» **ZIELE**
A - Woran erkennt der Prinz im Text über Authentizität Aschenputtel am Ende?
B - Schreib den Text über Authentizität und den Maskenball ab dem letzten Satz weiter.

Wir feiern den Maskenball! Denn wer braucht schon Authentizität?

Haben wir als Kind nicht alle Märchen geliebt? Das von Aschenputtel zum Beispiel, die sich auf den königlichen Ball schleicht und dafür herausgeputzt wird. Nach Mitternacht verwandelt sich der Schein dann wieder in ihr wahres Sein und am Ende erkennt der Prinz sie nur daran, dass ihr der verlorene Schuh passt. Was das Ganze mit Authentizität zu tun hat? Nun, Aschenputtel war nicht authentisch, sondern spielte eine Rolle – und hat damit alle belogen. Die romantische Darstellung vom schönen Schein ist auch in unserer Welt gang und gäbe.

Warum sprechen wir so oft von der nackten oder ungeschminkten Wahrheit, die nichts übriglässt als den Kern? Wir sind schonungslos ehrlich, auch wenn es unangenehm ist. Und wenn die Hüllen fallen, bleibt nichts zurück als der Mensch selbst. Klingt so gar nicht danach, als ob wir das wirklich wollen, oder? Niemand möchte gern hinters Licht geführt werden. Dabei gehört es doch heute zum guten Ton, die Wahrheit – die Authentizität – ein bisschen zu „strecken“. Social Media macht es uns jeden Tag vor. Und nein, ich spreche hier nicht von den offensichtlich stark bearbeiteten Urlaubsbildern oder zahlreichen Filtern, die sich inzwischen leicht entlarven lassen. Da ist es uns bewusst, dass wirklich nur noch ein Körnchen der Wahrheit übrig geblieben ist.

» **INHALT DES DATENSATZES**
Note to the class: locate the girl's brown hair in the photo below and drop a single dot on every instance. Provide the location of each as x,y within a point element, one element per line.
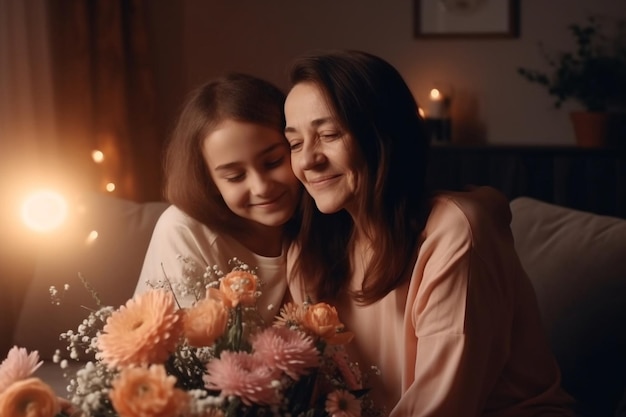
<point>188,183</point>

» **ERGEBNISSE JE AUFGABE**
A - Daran, dass ihr der verlorene Schuh passt.

B -
Doch irgendwo sind wir doch von all der Selbstdarstellung beeindruckt. Schließlich sagte schon Goethes Lebemann Torquato Tasso im Brustton der Überzeugung: „Erlaubt ist, was gefällt.“ Daraufhin wird er von der Prinzessin scharfsinnig zurechtgewiesen „Erlaubt ist, was sich ziemt.“ Heute gilt das Aschenputtel-Prinzip „Erlaubt ist, was blendet und beeindruckt.“ Ob Hundefutter, Toilettenschüssel oder Deodorant für die Füße – alles wird von Unternehmen als beeindrucktes Wunderprodukt angepriesen und wenn noch dazu eine berühmte Stimme, die wir aus Film und Fernsehen kennen, sagt, dass es nur heute 20 % Rabatt gibt – na, wer würde da nicht zuschlagen? Das hat zwar überhaupt nichts mehr mit Authentizität zu tun, doch wir fallen regelmäßig auf den schönen Schein herein, hinter dem sich die eigentlichen Produkte verstecken. Und die Unternehmen sprechen dann von gelungenem Marketing. Mit Entsetzen findet sich das heute teilweise auch bereits in den als professionell dargestellten beruflichen Netzwerken.

Was ist schon authentisch

Authentizität war und ist ein schwammiger Begriff, denn die Linie zwischen Schein und Sein ist so verschwommen wie breit. Wäre es nicht authentisch, mit einer Jogginghose oder dem Blaumann zum ersten Date zu gehen, anstatt sich in Aschenputtelmanier herauszuputzen? Ist es authentisch, den Mercedes und den Karibikurlaub abzustottern, obwohl das Geld nicht reicht, nur um zu beeindrucken? Ist es authentisch, dass ein Luxushotel mit Palmen, Pool und exquisitem Essen wirbt, obwohl die Menschen in diesem Land in absoluter Armut leben? Jeder mischt sich heute seine eigene Authentizität zusammen: Anstatt allerdings nur eine Prise Salz zu verwenden, werden heute ganze Menüs neu gekocht, die uns ins beste Licht rücken.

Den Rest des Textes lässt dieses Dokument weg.